_Ihre Aufgabe_
Prüfen Sie, ob die folgenden Aussagen mit dem Text über die Verfahren der Grünen wegen Hasspostings übereinstimmen, und antworten Sie jeweils mit Ja oder Nein samt der entscheidenden Textstelle als wörtlichem Zitat. (a) Die Grünen führen derzeit etwa zwanzig Verfahren wegen Hasspostings. (b) Laut der Medienanwältin ist Opfern solcher Postings nicht bewusst, dass sie sich wehren könnten. (c) Die schärfere Gangart gegen Hetze im Netz wurde vor rund einem Jahr angekündigt.
--- Textauszug ---
Die Grünen führen derzeit etwa zehn Verfahren wegen Hasspostings in sozialen Medien, berichtete Mediensprecher Dieter Brosz am Mittwoch im Gespräch mit Journalisten. Vor rund einem Monat hatte man eine schärfere Gangart gegen Hetze im Netz angekündigt. Medienanwältin Maria Windhager will dabei ganz konkrete "Fallkonstellationen" ausjudiziert sehen, aber auch aufklären.

Neue Qualität an Hass

Das Phänomen der beleidigenden und herabwürdigenden, unwahren oder manipulierten Postings vor allem auf Facebook habe eine völlig neue Qualität, so die Juristin: Dass "ganz unverhohlen gehetzt wird und geschimpft wird, das ist im Social-Media-Mainstream angelangt". Doch die User hätten wenig Bewusstsein dafür, was im rechtlichen Rahmen sei. "Ich glaube, dass die Leute wirklich wahnsinnig blauäugig sind", und umgekehrt sei auch Opfern von solchen Postings nicht bewusst, dass sie sich wehren könnten.
--- Vorliegendes Material ---
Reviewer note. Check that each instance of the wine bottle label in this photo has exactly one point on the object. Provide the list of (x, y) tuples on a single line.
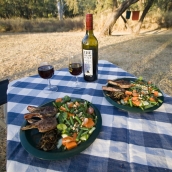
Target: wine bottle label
[(88, 62)]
---
_Lösung der Aufgabe_
(a) Nein: „Die Grünen führen derzeit etwa zehn Verfahren wegen Hasspostings in sozialen Medien“
(b) Ja: „umgekehrt sei auch Opfern von solchen Postings nicht bewusst, dass sie sich wehren könnten“
(c) Nein: „Vor rund einem Monat hatte man eine schärfere Gangart gegen Hetze im Netz angekündigt.“